Named-object pointing records:
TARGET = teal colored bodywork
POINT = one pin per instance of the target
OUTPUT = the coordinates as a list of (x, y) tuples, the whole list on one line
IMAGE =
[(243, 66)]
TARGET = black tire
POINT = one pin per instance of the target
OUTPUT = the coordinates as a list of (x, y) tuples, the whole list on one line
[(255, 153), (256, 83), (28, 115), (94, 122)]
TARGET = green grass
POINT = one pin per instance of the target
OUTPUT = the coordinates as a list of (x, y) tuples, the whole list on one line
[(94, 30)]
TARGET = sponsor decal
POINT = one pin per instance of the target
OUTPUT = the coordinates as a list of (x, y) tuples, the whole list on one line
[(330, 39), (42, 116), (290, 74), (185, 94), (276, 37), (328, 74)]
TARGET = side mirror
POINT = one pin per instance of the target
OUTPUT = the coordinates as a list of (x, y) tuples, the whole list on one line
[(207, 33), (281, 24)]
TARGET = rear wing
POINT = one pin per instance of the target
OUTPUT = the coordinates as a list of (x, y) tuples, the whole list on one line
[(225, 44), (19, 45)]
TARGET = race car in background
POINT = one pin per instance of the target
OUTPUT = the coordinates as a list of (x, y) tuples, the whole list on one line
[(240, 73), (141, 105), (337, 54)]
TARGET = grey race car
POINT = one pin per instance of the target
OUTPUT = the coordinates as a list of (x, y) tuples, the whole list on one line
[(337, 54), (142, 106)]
* * *
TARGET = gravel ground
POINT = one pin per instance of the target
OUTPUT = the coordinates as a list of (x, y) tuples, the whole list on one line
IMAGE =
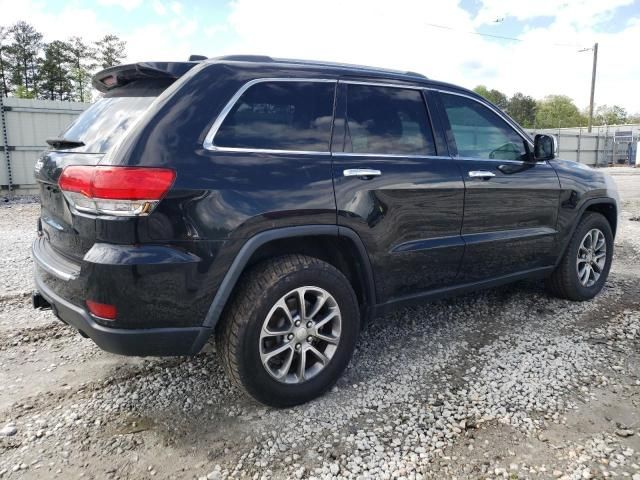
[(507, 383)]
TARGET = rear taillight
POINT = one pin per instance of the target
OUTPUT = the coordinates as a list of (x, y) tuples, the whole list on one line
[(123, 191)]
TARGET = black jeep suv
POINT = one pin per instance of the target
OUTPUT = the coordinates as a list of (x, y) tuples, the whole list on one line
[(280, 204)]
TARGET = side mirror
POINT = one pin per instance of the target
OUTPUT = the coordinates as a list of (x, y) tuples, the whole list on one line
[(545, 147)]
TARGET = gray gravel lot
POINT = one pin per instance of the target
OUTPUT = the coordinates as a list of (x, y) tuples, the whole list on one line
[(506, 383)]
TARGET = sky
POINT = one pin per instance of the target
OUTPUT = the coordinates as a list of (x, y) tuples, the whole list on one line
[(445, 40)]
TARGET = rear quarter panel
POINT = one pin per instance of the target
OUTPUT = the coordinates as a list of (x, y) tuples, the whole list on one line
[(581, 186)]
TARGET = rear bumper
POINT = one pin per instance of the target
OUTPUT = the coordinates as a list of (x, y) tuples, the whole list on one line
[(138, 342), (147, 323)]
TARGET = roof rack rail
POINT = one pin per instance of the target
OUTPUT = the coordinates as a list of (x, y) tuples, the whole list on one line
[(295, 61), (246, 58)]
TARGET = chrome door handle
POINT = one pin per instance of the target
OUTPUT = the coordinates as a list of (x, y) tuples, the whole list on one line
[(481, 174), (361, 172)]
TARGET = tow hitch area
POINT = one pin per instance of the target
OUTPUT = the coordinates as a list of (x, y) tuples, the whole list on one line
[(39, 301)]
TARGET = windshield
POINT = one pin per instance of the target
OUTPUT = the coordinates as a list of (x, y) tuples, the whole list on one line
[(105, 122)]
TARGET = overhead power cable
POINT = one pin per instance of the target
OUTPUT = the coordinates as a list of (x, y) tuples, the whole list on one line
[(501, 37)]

Requirements:
Render the material starting at the line containing "TARGET = teal colored bodywork" and ending at the line containing "[(243, 66)]" as a two-column CSV with the headers instruction and coordinates. Give one row per entry, with its text under instruction and its answer under coordinates, each value in a single quoted field and line breaks replaced by spaces.

Solution to the exercise:
instruction,coordinates
"TARGET = teal colored bodywork POINT = one pin per instance of the target OUTPUT = the coordinates as a list of (x, y) tuples, the whole list on one line IMAGE =","[(243, 66)]"